» **TASKS AND EXERCISES**
- a) Answer these questions from the article on Cuba's condom shortage:
(i) What brand name do the Chinese-made condoms carry?
(ii) What new expiration date were the condoms supposed to bear?
(iii) In what year did Fidel Castro take power?
- b) Rewrite the part of the article on Cuba's condom shortage that begins at the words "Despite the order" and stops after "Cuban media reported.", putting "employees" in place of "workers".

» **PASSAGE FOR REVIEW**
━━━━━━━━━━

Updated

There is a specter haunting Cuba: A shortage of rubbers.

In the latest move to quell the island nation’s condom conundrum, officials from the Public Health Ministry have approved the sale of more than a million prophylactics with apparently expired dates.

The move comes as several Cuban bloggers have criticized the Communist government for failing to keep the country adequately supplied with condoms, saying that the absence of the contraceptive devices might lead to the spread of more sexually transmitted diseases as well as more unwanted pregnancies and abortions.

The public health ministry is saying that a batch of Chinese-made “Moments” brand condoms were apparently packaged with the wrong expiration date and has ordered the condoms to be repackaged with the correct dates.

Despite the order to repackage the more than one million condoms, the state-run agency in charge of the job does not have enough workers to process the demand of about 5,000 condoms a day in Villa Clara province alone, local Cuban media reported.

More On This...

Pharmacy staff will explain to the buyers that the condoms are good and simply have the wrong expiration date on them, the Miami Herald reported.

“Although the lots are in optimal conditions, under the certificate of the Center for the State Control of Medicines and Medical Equipment the condoms could not be sold without the new expiration date, December of 2014,” Vanguardia reported Saturday. “Due to the irregularities in the repackaging, which has provoked prolonged absences of the prophylactics throughout the country, the Public Health Ministry authorized the sale of the Moments condoms in their current packages.”

The Cuban government also published a list of companies around the world that are authorized to send boxes of prophylactics to island nation, including a handful of U.S. companies like Wilson Intl., Service Inc., and Machi Community Services.

Contraception and other family planning methods have been legal on the island since Fidel Castro took power in 1959, making it one of the few nations in the heavily-Catholic Latin America to legalize measures like abortion.

Cuba’s family planning measures, among other factors, have helped lead to a declining population in the island – something praised by demographers concerned with the ballooning global population but something worrisome for Cuban officials.

“Cuba’s 11 million are diminishing due tp both emigration and to low fertility rates resulting from a high percentage of female university graduates, plus decades of economic difficulty, universal health coverage, and legal abortion backing up family planning,” Alan Weisman wrote in his book “Countdown.”

━━━━━━━━━━

» **DATA TO EXAMINE**
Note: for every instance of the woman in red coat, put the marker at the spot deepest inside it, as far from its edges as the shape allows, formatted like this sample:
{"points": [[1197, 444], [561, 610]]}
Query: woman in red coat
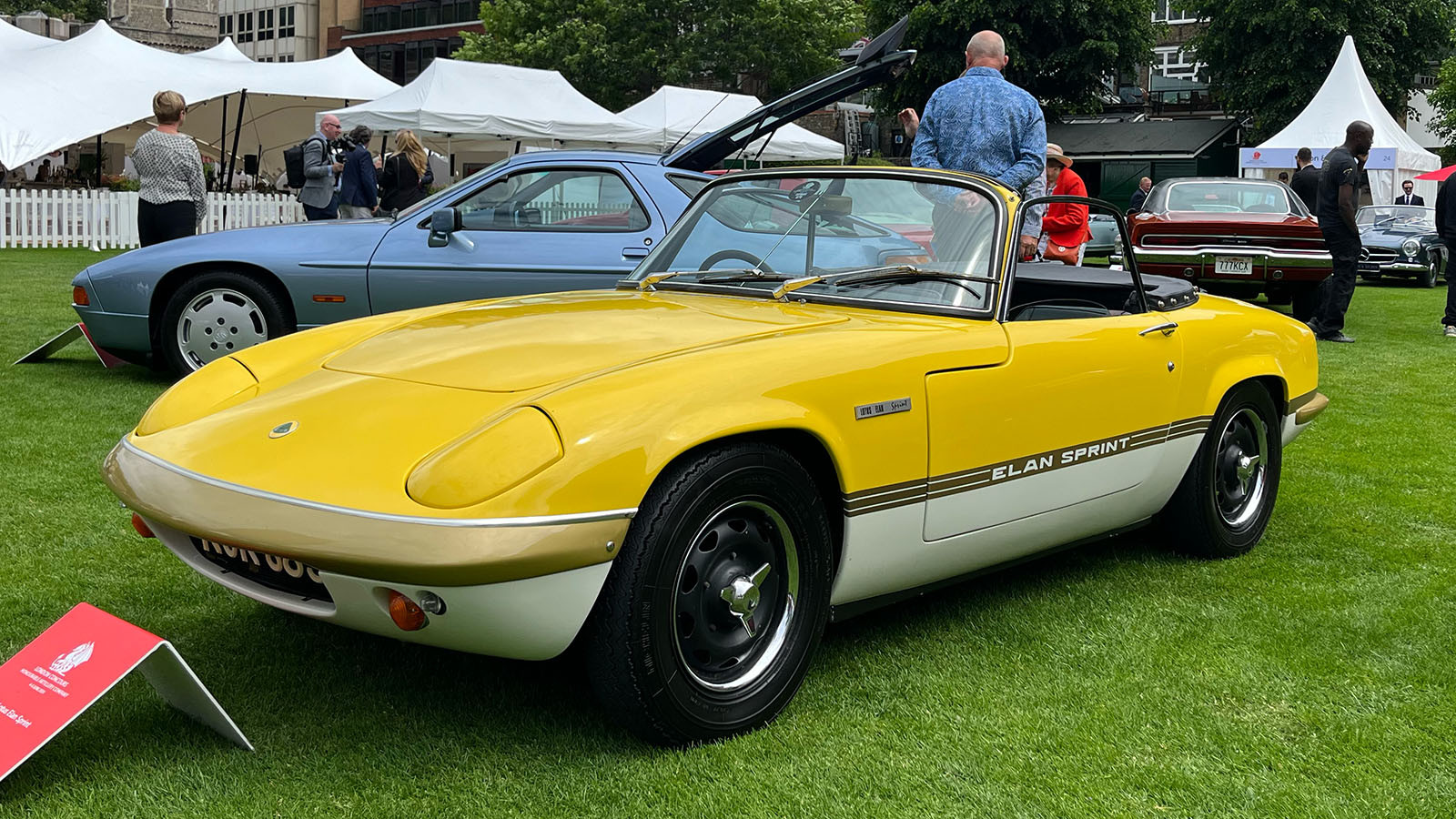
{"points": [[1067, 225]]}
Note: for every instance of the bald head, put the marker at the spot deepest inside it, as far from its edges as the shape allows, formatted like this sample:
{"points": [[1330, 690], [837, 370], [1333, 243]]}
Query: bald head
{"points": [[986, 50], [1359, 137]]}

━━━━━━━━━━

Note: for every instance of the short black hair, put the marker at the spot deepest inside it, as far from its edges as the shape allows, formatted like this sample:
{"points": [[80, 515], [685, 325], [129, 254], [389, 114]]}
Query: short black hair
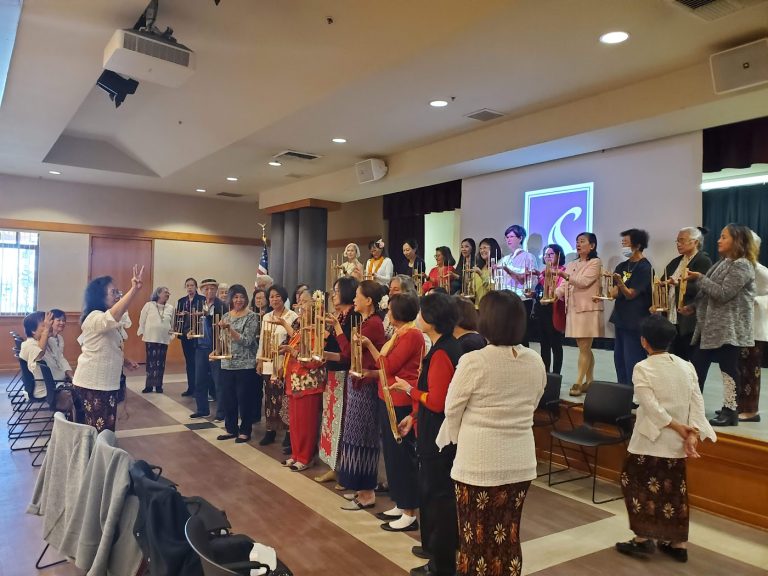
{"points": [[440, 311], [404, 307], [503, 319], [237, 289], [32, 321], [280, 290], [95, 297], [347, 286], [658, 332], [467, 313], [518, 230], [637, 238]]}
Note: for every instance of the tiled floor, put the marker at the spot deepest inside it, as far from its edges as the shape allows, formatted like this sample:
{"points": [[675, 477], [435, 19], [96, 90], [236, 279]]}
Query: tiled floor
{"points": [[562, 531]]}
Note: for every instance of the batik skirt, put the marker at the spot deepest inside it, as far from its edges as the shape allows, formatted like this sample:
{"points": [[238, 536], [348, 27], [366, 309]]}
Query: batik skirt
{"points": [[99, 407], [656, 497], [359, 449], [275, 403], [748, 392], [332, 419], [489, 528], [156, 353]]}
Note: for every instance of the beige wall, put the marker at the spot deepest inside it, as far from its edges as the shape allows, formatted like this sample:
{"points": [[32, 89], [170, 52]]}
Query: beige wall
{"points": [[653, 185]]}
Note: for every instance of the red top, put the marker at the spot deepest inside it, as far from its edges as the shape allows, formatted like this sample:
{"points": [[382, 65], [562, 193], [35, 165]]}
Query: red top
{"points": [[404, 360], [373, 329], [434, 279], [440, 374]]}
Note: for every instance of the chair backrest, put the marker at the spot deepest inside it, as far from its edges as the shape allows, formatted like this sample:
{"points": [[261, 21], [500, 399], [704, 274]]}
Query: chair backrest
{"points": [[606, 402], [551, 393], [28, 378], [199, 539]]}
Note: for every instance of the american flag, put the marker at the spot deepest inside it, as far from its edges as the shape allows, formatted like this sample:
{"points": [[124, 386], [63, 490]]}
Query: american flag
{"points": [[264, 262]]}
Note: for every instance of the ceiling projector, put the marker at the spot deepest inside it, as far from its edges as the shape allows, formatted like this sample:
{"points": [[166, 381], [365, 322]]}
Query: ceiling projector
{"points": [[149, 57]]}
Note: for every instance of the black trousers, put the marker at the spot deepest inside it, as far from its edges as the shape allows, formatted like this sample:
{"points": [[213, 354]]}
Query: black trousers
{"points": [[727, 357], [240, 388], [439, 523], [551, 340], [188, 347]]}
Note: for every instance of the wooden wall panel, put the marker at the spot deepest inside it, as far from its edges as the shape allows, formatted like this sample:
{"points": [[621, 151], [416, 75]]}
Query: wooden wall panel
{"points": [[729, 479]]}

━━━━━━━━━━

» **ANSWERS TO EACH TASK**
- a)
(i) Moments
(ii) December of 2014
(iii) 1959

- b)
Despite the order to repackage the more than one million condoms, the state-run agency in charge of the job does not have enough employees to process the demand of about 5,000 condoms a day in Villa Clara province alone, local Cuban media reported.